The line containing "Query: battlement" marks the start; repeat it and every following line exactly through the end of the entries.

* _SOURCE DATA_
※ ※ ※

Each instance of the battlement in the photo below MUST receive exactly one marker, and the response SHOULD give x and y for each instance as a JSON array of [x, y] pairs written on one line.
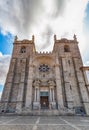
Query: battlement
[[26, 41]]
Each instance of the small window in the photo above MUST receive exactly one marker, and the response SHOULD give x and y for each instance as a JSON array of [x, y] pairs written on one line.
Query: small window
[[23, 49], [66, 48]]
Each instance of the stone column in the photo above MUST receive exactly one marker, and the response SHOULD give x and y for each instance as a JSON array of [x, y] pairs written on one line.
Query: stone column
[[81, 84], [52, 102], [8, 85], [28, 103], [21, 87], [53, 95], [36, 103], [58, 86], [50, 95]]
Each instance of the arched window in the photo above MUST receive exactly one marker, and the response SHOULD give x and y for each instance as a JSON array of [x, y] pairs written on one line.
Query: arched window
[[23, 49], [66, 48]]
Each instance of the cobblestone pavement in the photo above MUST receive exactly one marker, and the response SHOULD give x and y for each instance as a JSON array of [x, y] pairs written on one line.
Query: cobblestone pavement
[[44, 123]]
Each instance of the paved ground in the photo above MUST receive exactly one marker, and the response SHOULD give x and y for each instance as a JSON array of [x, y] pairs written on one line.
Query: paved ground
[[44, 123]]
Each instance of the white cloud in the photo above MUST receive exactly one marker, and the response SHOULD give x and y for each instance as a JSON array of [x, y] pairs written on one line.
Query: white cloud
[[4, 65], [44, 18], [0, 95]]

※ ※ ※

* _EXERCISE RESULT_
Query: battlement
[[26, 41]]
Each instance of the small window in the photo above MUST receive exactly one marker, and the response SHOULD give x and y for each instance as a JSON array of [x, y] pairs written on one line.
Query: small window
[[23, 49], [66, 48]]
Each instance of the stone column in the photo above MUST receive exactly one marker, and the response SHOULD give x and y for each instance as a JSON array of [x, y] pairs written on one line.
Query: stone column
[[81, 84], [52, 102], [8, 85], [28, 103], [21, 87], [53, 95], [36, 103], [58, 86], [50, 95]]
Each instance of the arched window in the photo above MUST receive exactly one marker, and the response SHOULD give x and y for each instance as a JSON array of [x, y] pairs written on one line.
Query: arched window
[[23, 49], [66, 48]]
Each instance of the cobblestone pavement in the photo above MUST receive exactly one marker, and the response SHOULD give x and y for each instance as a JSON array of [x, y] pairs written on one line.
Query: cobblestone pavement
[[44, 123]]
Each instance of the paved ground in the photo above MUST receive exactly one marker, and the response SHOULD give x and y for each instance as a JSON array of [x, y] pairs written on one line.
Query: paved ground
[[44, 123]]
Each instance of the white cloud in the photo above MUST receive exactly one marker, and the response SHOULD give x and y for each instance as a JSON array of [x, y] pairs written on one line.
Query: white cloud
[[4, 65], [44, 18], [0, 95]]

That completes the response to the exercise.